start Entries

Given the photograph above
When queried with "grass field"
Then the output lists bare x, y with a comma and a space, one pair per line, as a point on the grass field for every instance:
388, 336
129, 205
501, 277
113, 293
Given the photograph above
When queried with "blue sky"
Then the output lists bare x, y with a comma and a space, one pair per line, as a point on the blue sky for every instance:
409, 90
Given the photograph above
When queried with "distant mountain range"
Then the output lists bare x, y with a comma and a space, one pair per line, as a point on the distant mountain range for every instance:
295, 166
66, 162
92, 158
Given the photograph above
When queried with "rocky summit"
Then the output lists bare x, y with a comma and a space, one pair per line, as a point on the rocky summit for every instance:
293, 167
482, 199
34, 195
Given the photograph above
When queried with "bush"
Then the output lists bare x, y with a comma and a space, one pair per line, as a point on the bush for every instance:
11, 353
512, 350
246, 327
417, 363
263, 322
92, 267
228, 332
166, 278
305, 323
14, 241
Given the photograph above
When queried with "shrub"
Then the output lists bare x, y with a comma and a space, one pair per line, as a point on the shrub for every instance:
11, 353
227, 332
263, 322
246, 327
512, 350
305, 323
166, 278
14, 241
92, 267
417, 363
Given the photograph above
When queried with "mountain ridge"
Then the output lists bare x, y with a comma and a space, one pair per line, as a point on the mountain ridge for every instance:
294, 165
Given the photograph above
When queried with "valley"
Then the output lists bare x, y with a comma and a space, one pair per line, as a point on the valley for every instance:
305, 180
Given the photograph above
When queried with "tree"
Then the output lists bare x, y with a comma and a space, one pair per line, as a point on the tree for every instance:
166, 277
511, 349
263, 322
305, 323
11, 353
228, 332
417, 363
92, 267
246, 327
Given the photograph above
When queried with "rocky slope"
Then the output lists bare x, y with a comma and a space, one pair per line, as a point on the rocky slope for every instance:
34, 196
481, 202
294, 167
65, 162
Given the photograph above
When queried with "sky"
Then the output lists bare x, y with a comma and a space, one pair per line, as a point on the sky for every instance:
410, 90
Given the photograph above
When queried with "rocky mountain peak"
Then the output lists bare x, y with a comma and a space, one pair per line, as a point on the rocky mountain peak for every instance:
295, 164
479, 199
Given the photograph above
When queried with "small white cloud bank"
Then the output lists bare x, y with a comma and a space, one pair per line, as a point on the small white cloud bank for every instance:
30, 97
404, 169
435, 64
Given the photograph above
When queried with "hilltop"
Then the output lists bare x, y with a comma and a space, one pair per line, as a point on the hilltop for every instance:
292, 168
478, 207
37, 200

end Entries

■ Your instructions
Transcribe the material above in its entirety. Match it exactly.

■ Correct response
Given the photograph above
When queried with "grass field"
Then the output lists bare x, y with a comma and a space, one pair per line, as a point on the grass field for every instance:
388, 336
129, 205
501, 277
113, 293
Given the photograph above
When queried with "blue sky"
Then the output lists bare x, y with a comma and a space, one pair per line, as a point on the blue sky for every instance:
409, 90
Given the photograph above
When queried with "distant mountain range"
Then the output lists bare x, y with a comma and a space, one pair per line, as a point on the distant mountain range for every instance:
295, 166
66, 162
92, 158
Given the photograph above
When queried with "rocky summit"
Then the output lists bare x, y with a comma and a space, one pair per line, as a point on the rocky summit for every instance:
293, 167
482, 199
34, 195
Given the photograph above
When queried with "bush"
Then the output lists bare x, y with a comma and a space, one pair per line, as a point on the bush for every instance:
11, 353
512, 350
246, 327
417, 363
263, 322
92, 267
228, 332
166, 278
305, 323
14, 241
Given the photograph above
When queried with "shrub"
Then the output lists bare x, y with a comma and a space, one pair per line, as a point on the shrub for every instance:
11, 353
227, 332
263, 322
246, 327
512, 350
305, 323
166, 278
14, 241
92, 267
417, 363
Given the photograph above
When queried with "mountain ridge"
Then the output lists bare x, y with a comma and a space, one pair per line, as a point on the mountain ridge for every instance:
294, 165
Given the photograph above
When queried with "valley"
Then the output lists bare x, y with a comma and a space, one pair per line, as a point on the valley for every instance:
305, 180
Given the photograph above
When queried with "tree"
Then the output lists bare x, y with a comma and a space, one pair per line, as a point on the tree for every instance:
166, 277
511, 349
263, 322
305, 323
11, 353
228, 332
417, 363
92, 267
246, 327
Given the photograph above
When queried with "rocky slope"
Then the output lists bare x, y with a comma and a space, one pair per line, as a point on the rocky slope for every instance:
34, 196
481, 202
294, 167
65, 162
Given the photograph above
When queried with "sky"
Then the output lists bare x, y with a comma and a space, one pair per line, as a point on the sky for every instance:
410, 90
Given the photograph above
When queried with "rocky mountain peak"
Then the output lists bare x, y with a comma and a space, one pair per line, as a point on the rocky mountain peak for every instance:
295, 164
479, 199
Given the photograph above
When queried with "small white cloud bank"
Then the output lists bare x, y with a comma and a space, one pair per line, as a point on the small white cloud bank for every instance:
30, 97
404, 169
435, 64
Given the photograph above
When queried with "hilltop"
Then the output lists bare x, y with a comma and a space, one pair per line, as a point on the hilltop for every instance:
292, 168
478, 207
37, 200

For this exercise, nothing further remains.